[Region pointing data]
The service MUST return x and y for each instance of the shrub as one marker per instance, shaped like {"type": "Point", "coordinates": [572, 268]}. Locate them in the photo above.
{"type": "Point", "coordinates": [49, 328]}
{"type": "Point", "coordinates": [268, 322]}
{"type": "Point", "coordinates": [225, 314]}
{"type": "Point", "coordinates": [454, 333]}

## EXERCISE
Transcribe all entries word for word.

## OUTPUT BELOW
The service MUST return x and y for each instance of the shrub as one marker per instance, shaped like {"type": "Point", "coordinates": [572, 268]}. Locate them in the photo above.
{"type": "Point", "coordinates": [49, 328]}
{"type": "Point", "coordinates": [268, 322]}
{"type": "Point", "coordinates": [225, 314]}
{"type": "Point", "coordinates": [454, 333]}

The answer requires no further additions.